=== Exercise objective ===
Emit a verbatim copy of the lines running from the line with "each like [1034,483]." through the end of the material below.

[Stored data]
------------------------------------------------------------------------
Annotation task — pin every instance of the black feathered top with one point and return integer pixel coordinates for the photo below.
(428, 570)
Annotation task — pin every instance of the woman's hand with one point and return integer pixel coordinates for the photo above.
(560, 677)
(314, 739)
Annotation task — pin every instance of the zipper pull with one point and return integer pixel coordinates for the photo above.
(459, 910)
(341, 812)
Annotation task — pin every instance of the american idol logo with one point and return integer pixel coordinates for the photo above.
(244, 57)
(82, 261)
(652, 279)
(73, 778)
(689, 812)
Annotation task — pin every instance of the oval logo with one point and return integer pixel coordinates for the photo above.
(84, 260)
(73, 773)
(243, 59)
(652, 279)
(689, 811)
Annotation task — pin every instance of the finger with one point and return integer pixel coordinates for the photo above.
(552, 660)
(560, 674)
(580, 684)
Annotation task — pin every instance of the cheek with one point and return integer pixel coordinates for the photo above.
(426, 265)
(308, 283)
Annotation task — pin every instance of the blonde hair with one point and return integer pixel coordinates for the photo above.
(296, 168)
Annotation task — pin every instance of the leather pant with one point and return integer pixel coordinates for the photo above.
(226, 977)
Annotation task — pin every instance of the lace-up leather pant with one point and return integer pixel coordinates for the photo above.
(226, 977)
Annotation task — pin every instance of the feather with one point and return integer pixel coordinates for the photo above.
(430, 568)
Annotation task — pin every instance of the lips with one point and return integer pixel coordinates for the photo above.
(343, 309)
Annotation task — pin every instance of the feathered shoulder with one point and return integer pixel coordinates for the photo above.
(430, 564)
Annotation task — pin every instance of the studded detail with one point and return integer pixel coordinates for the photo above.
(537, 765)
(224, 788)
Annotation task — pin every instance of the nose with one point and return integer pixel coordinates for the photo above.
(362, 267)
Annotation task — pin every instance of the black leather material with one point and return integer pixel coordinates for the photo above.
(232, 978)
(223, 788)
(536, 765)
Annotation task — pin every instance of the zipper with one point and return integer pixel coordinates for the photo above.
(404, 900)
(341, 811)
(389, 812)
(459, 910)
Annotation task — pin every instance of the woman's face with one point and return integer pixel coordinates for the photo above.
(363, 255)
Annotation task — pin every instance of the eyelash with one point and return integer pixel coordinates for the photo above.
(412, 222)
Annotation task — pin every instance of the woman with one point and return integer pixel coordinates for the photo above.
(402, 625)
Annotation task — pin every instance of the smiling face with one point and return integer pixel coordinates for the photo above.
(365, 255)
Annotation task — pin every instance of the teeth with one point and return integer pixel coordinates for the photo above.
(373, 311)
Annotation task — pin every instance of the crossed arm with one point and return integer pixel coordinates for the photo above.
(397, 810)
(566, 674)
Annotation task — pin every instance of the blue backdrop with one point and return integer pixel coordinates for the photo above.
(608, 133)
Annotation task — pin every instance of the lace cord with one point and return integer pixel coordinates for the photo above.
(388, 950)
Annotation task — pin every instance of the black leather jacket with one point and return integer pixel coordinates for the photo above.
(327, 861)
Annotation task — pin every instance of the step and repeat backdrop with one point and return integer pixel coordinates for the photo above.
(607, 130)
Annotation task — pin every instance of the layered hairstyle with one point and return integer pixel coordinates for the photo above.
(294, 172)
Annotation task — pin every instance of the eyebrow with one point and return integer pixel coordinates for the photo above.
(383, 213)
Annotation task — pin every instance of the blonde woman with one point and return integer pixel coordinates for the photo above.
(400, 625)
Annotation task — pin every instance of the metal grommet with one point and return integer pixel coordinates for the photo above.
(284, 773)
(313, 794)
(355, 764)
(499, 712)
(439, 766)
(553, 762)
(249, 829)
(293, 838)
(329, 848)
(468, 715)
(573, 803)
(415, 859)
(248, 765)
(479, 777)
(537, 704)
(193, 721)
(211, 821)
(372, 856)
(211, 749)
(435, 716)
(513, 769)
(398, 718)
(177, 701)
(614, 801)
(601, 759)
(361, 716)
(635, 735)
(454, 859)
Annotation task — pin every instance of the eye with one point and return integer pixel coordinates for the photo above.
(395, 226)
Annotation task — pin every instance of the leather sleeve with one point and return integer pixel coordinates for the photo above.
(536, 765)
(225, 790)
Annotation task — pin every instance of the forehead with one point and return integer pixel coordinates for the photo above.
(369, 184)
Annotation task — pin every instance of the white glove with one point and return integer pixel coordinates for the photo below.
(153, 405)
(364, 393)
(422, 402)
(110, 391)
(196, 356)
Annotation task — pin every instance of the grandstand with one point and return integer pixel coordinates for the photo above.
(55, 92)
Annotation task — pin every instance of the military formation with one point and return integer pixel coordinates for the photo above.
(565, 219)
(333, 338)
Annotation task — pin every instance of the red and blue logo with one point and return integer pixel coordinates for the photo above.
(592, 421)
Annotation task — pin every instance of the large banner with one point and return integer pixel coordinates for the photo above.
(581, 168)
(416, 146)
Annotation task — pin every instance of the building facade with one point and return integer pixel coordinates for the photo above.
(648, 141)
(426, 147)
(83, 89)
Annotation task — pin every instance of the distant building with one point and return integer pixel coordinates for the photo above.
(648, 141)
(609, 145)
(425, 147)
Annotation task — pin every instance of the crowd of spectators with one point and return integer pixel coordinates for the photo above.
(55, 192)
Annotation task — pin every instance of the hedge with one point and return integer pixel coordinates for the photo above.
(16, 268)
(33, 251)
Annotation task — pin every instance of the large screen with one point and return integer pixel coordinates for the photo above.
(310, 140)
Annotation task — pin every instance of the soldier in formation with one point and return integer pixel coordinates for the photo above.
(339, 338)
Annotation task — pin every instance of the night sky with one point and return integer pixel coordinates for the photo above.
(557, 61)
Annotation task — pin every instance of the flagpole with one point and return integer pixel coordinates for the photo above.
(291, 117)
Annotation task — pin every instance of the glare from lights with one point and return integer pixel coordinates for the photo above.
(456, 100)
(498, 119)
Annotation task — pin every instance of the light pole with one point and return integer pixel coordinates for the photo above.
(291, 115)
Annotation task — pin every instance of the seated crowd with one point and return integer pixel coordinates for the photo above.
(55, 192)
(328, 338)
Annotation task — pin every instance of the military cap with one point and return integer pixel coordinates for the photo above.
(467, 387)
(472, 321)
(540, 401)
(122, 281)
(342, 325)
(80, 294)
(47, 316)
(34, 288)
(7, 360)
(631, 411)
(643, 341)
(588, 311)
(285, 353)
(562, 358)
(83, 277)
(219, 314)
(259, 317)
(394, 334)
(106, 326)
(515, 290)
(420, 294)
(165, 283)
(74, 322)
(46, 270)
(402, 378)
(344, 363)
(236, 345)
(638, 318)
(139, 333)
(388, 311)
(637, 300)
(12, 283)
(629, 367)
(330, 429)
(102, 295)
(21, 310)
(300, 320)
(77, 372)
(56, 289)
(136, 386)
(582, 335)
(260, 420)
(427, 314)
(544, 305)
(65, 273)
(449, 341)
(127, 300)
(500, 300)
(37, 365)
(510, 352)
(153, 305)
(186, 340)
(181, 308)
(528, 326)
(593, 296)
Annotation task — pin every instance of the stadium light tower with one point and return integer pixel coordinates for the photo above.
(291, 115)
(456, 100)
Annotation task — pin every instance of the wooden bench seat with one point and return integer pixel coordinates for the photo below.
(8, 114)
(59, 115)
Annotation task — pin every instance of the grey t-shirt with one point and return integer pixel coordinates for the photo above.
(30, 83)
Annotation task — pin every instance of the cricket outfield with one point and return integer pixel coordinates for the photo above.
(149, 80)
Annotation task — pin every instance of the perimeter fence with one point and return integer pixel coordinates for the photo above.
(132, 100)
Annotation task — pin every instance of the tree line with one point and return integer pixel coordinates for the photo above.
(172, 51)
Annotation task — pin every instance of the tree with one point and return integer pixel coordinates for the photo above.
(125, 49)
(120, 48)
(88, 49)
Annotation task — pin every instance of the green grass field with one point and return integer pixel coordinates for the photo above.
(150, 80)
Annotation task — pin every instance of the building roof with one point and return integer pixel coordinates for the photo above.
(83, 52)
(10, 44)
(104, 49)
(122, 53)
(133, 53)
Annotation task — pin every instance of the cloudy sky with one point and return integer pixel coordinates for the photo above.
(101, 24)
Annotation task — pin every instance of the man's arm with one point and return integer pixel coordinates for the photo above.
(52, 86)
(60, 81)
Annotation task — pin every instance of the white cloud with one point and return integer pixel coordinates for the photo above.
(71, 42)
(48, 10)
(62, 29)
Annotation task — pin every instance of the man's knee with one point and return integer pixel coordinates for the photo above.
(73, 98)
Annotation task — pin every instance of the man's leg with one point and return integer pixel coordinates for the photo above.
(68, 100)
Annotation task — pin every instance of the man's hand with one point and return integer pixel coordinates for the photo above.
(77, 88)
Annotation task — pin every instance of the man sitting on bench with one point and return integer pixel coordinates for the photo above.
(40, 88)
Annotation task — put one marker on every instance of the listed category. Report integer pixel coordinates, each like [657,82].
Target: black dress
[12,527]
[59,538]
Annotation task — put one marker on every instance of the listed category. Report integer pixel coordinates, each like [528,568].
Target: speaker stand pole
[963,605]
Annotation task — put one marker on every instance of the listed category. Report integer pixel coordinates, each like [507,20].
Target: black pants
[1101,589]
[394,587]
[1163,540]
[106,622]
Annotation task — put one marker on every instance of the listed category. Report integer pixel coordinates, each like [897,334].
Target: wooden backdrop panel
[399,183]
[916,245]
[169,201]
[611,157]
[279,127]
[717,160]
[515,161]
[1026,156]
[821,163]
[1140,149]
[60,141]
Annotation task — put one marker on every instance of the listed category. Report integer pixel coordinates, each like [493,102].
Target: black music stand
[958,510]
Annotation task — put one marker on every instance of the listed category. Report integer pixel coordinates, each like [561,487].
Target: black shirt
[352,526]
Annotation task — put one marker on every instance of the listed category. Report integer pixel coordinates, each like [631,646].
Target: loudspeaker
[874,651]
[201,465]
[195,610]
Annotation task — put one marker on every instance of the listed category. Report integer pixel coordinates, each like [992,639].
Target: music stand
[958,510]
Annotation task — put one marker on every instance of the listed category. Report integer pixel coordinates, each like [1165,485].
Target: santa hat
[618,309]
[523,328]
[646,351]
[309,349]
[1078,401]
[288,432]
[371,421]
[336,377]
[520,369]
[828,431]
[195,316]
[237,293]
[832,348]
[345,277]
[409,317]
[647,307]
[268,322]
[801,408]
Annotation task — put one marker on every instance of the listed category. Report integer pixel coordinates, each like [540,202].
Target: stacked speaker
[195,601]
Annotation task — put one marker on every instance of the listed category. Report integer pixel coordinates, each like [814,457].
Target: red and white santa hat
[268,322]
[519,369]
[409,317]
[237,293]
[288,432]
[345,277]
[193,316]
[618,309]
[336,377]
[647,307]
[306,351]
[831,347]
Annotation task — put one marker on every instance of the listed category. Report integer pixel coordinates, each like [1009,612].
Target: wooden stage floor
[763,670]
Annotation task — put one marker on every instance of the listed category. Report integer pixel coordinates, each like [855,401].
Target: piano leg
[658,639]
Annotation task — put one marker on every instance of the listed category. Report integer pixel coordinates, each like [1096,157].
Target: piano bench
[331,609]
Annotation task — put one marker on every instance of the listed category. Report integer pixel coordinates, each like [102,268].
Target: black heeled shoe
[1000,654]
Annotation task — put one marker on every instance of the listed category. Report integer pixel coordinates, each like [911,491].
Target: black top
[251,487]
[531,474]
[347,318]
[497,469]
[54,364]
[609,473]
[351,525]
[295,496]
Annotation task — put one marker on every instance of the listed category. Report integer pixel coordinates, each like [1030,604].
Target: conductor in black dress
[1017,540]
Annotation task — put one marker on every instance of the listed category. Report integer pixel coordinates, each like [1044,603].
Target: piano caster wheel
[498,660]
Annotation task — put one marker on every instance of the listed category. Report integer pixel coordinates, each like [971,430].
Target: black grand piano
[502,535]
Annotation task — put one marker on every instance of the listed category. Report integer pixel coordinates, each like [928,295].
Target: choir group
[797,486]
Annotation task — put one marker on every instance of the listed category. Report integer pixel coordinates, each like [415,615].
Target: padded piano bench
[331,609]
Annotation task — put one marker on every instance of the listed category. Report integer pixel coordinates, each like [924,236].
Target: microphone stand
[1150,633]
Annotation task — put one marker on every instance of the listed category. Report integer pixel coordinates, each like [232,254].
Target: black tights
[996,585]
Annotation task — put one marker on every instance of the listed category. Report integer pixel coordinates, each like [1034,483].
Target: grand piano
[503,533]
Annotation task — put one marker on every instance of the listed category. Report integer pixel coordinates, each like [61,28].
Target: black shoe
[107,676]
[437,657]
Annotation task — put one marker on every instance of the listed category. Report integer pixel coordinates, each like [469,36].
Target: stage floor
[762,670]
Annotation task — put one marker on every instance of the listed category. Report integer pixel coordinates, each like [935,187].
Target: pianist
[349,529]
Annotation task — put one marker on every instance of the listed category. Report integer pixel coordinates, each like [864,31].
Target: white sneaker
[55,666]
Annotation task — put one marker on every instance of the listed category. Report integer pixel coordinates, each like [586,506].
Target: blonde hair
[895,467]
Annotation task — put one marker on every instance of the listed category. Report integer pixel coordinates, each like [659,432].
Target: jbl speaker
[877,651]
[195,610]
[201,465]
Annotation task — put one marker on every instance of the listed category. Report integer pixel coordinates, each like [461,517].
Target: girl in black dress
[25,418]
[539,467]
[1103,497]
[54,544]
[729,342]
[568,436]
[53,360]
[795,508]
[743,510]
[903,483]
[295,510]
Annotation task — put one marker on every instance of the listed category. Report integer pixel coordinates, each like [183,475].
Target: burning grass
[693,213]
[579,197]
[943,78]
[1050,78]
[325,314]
------------------------------------------------------------------------
=== Exercise solution ===
Annotation task — put one marker on every instance of the listed category. Report integer pixel coordinates, each like [1034,483].
Target: grand piano
[503,533]
Annotation task — put one marker on every instance of the listed category. Report integer pixel coordinates, each like [61,28].
Target: black shoe
[107,676]
[437,657]
Annotation task — put one marker on every instance of the listed category. Report integer pixel coordinates, each like [469,36].
Target: stage floor
[762,670]
Annotation task — put one marker on every instance of the listed category. Report integer pixel coordinates, each like [935,187].
Target: pianist
[349,529]
Annotation task — put one marker on every instance of the listed category. Report integer pixel coordinates, each like [864,31].
Target: white sneaker
[55,666]
Annotation task — put one marker on every instance of the listed category. Report integer pixel coordinates, each like [586,506].
Target: blonde hair
[895,467]
Annotation task — put one marker on every instance of the listed category. Report integer pixel coordinates, each like [659,432].
Target: jbl speaker
[877,651]
[195,610]
[201,465]
Annotation task — put one marker on every instance of the listed category. Report integer pixel coordinates, each like [461,517].
Target: girl in black dress
[25,418]
[539,467]
[1103,497]
[54,544]
[729,342]
[568,436]
[53,360]
[795,508]
[743,510]
[903,483]
[295,510]
Annotation task — put one marker on every instance of the listed category. Report integer pixel coordinates, each like [183,475].
Target: burning grass
[693,213]
[579,197]
[943,78]
[1050,78]
[325,314]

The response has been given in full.